## Stated goal
Copy out every line of the data from the line holding "Place one point per instance of the gray" through the end of the data, inclusive, shifting each x and y coordinate in the answers up by 29. Leave the pictures out.

╭─ Data supplied

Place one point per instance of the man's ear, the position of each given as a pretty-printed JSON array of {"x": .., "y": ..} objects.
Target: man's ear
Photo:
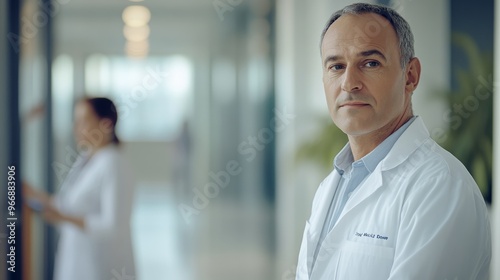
[{"x": 412, "y": 75}]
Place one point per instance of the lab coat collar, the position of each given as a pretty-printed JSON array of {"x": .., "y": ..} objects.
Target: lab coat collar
[{"x": 414, "y": 136}]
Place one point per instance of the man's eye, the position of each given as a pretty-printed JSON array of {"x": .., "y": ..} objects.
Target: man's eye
[
  {"x": 372, "y": 64},
  {"x": 336, "y": 67}
]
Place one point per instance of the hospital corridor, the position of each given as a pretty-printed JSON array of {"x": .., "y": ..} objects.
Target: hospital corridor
[{"x": 186, "y": 139}]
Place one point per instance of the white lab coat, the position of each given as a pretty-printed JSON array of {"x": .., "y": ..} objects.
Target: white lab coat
[
  {"x": 418, "y": 216},
  {"x": 102, "y": 193}
]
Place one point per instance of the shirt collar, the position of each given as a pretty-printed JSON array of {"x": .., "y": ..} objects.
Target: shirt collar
[{"x": 344, "y": 159}]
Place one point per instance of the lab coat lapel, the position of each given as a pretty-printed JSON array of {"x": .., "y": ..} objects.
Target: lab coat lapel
[
  {"x": 415, "y": 134},
  {"x": 364, "y": 191},
  {"x": 320, "y": 211}
]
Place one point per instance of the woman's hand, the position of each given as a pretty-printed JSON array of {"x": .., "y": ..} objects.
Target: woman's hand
[
  {"x": 30, "y": 193},
  {"x": 55, "y": 217}
]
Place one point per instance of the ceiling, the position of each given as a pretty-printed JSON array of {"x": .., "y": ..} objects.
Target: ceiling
[{"x": 82, "y": 27}]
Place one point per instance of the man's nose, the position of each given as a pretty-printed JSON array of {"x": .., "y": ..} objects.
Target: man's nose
[{"x": 352, "y": 79}]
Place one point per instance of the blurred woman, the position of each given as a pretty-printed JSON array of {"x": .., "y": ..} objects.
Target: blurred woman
[{"x": 93, "y": 207}]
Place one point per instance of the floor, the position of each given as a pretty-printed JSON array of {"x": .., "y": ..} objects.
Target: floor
[{"x": 229, "y": 240}]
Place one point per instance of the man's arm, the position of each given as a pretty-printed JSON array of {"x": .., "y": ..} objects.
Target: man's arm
[{"x": 444, "y": 232}]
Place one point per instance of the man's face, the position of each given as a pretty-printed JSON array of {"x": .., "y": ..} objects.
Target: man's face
[{"x": 365, "y": 86}]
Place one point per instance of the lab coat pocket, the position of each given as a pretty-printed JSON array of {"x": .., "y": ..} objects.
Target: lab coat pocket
[{"x": 364, "y": 261}]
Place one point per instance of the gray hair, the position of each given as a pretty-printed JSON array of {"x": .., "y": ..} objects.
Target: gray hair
[{"x": 400, "y": 25}]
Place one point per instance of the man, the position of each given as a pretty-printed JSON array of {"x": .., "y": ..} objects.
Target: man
[{"x": 396, "y": 205}]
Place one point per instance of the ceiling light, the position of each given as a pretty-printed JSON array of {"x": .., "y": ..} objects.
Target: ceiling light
[
  {"x": 136, "y": 15},
  {"x": 135, "y": 34}
]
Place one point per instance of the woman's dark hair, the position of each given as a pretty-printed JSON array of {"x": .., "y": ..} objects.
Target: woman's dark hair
[{"x": 104, "y": 109}]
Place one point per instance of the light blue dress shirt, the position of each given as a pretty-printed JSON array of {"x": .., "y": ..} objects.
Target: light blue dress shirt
[{"x": 353, "y": 173}]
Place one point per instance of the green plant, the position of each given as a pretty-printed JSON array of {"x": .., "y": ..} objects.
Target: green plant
[{"x": 471, "y": 139}]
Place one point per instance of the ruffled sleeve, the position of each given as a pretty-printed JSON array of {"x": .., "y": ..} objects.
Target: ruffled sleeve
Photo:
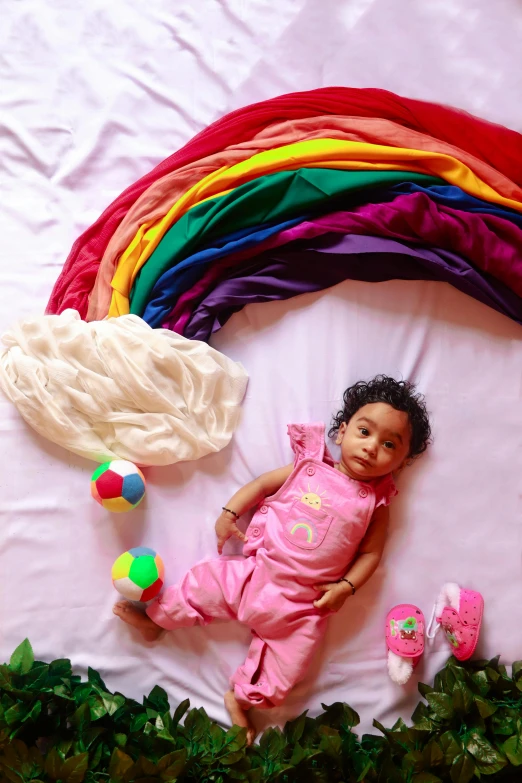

╰─

## Final answer
Place one point per instance of the gray hair, the position of each given as a pretty-printed JSON array of {"x": .., "y": ..} objects.
Target: gray hair
[{"x": 429, "y": 54}]
Place one point per instance of the man, the position of each given as a pretty-printed JSON array of {"x": .., "y": ..} objects.
Target: man
[{"x": 425, "y": 234}]
Place one point per instance of the ceiling light, the position of each given as a pretty-printed JSON array of {"x": .., "y": ..} objects.
Target: ceiling light
[
  {"x": 165, "y": 44},
  {"x": 164, "y": 63}
]
Place one point per instance of the woman's dark hair, the position of each given as a pretty-printed JSON array of {"x": .., "y": ..} objects.
Target: woman's dark hair
[{"x": 133, "y": 138}]
Place one point per instance of the light blue dress shirt, the position of each given as a pretty-printed JSON array of {"x": .., "y": ..} objects.
Target: light blue dress shirt
[{"x": 382, "y": 202}]
Place one point per instance of the green plant, the position of each given as a pretty-printed JSON array of {"x": .., "y": ..} objects.
Target: green plant
[{"x": 500, "y": 168}]
Place one point per instance of the ruffled sleeve, the position of each given as a pretty-printed JSON array of {"x": .., "y": ..} objects.
Target: ruffled sleeve
Photo:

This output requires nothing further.